╭─ Given information

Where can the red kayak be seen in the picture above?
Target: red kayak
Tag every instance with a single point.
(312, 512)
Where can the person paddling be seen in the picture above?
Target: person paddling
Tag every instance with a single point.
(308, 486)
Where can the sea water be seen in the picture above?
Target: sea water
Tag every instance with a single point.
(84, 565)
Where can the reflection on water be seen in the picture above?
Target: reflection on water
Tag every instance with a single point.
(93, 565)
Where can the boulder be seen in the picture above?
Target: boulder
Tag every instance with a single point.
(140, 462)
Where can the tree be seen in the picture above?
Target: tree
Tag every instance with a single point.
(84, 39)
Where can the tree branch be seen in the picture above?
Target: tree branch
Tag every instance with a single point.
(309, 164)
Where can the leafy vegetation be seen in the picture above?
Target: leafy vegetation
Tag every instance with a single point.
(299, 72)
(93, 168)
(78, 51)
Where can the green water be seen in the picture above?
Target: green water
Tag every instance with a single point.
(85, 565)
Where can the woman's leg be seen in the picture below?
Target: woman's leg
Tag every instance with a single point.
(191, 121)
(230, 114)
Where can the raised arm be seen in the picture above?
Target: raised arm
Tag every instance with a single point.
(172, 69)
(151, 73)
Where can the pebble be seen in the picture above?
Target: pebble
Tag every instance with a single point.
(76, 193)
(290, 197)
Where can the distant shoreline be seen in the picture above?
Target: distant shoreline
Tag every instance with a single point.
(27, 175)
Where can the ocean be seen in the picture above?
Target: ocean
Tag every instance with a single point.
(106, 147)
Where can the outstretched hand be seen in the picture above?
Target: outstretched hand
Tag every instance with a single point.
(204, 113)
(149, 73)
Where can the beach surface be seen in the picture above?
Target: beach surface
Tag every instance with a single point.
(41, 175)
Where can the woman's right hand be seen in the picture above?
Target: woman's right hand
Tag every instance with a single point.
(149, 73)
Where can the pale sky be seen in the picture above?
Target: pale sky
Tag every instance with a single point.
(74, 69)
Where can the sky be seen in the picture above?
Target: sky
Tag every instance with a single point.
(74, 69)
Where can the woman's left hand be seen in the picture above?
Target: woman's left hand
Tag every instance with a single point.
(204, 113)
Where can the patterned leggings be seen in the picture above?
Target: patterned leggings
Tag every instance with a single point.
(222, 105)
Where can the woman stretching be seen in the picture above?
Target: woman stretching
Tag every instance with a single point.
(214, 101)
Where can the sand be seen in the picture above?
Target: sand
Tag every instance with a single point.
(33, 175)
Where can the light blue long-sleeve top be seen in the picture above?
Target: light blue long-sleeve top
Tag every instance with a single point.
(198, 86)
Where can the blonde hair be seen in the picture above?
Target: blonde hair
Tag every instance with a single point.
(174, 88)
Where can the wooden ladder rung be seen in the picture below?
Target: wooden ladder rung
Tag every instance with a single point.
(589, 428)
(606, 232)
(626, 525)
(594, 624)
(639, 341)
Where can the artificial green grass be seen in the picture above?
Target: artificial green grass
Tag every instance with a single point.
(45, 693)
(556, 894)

╰─

**Written problem**: The listing above should be transcribed in full, exactly as written.

**Task result**:
Where can the red kayak be seen in the picture above?
Target: red kayak
Tag every instance with a single point.
(312, 512)
Where can the person paddling be seen in the picture above?
Target: person paddling
Tag every instance with a single point.
(308, 486)
Where can the sea water be seen in the picture above?
Target: sea water
Tag every instance with a single point.
(84, 565)
Where can the reflection on water be seen in the picture above?
Target: reflection on water
Tag every instance with a single point.
(93, 565)
Where can the boulder be seen in the picture above?
Target: boulder
Tag every instance with a single point.
(140, 462)
Where can the tree be seen in the picture above?
Target: tree
Tag every instance with a single point.
(84, 39)
Where can the tree branch be seen in the picture above?
Target: tree branch
Tag every instance with a single point.
(309, 164)
Where can the leafy vegetation be seen in the picture above?
Target: leafy vegetation
Tag every instance with a single point.
(299, 72)
(93, 168)
(78, 51)
Where can the green water be seen in the picture above?
Target: green water
Tag every instance with a single point.
(85, 565)
Where can the woman's leg be seen in the picture below?
Target: woman's leg
Tag every instance with a single point.
(191, 121)
(230, 114)
Where can the raised arm be seen in the picture above?
Target: raised arm
Tag every instance with a single point.
(172, 69)
(151, 73)
Where can the pebble be seen in the picture above?
Target: pebble
Tag every instance with a single point.
(76, 193)
(290, 197)
Where can the distant shoreline be seen in the picture above?
Target: distant shoreline
Tag every instance with a single point.
(27, 175)
Where can the ocean be seen in the picture above?
Target: ocean
Tag every instance with a single point.
(106, 147)
Where can the outstretched hand be seen in the picture above?
Target: outstretched hand
Tag every instance with a single point.
(204, 113)
(149, 73)
Where can the beach surface be seen in the picture above?
Target: beach surface
Tag every instance with a single point.
(41, 175)
Where can the woman's right hand be seen in the picture above?
Target: woman's right hand
Tag every instance with a single point.
(149, 73)
Where can the pale sky be seen in the picture above?
Target: pale sky
Tag every instance with a single point.
(74, 69)
Where can the sky be seen in the picture above?
Target: sky
Tag every instance with a single point.
(74, 69)
Where can the woman's left hand be seen in the picture above?
Target: woman's left hand
Tag every instance with a single point.
(204, 113)
Where can the patterned leggings be seen in the picture above?
Target: patterned leggings
Tag every instance with a single point.
(222, 105)
Where can the woman stretching be seen in the picture above?
Target: woman stretching
Tag every instance with a single point.
(214, 101)
Where can the sand be seen in the picture above?
Target: sand
Tag every instance with a single point.
(33, 175)
Where can the light blue long-sleeve top be seen in the picture above?
Target: light blue long-sleeve top
Tag every instance with a single point.
(198, 86)
Where can the blonde hair be seen in the picture above?
Target: blonde hair
Tag every instance with a single point.
(174, 88)
Where can the wooden ladder rung be seen in the picture below?
Target: wooden ladder rung
Tag every instance with a single point.
(589, 428)
(606, 232)
(626, 525)
(594, 624)
(639, 341)
Where can the artificial green grass be seen in the picture above?
Target: artificial green grass
Tag every instance with a single point.
(45, 693)
(556, 894)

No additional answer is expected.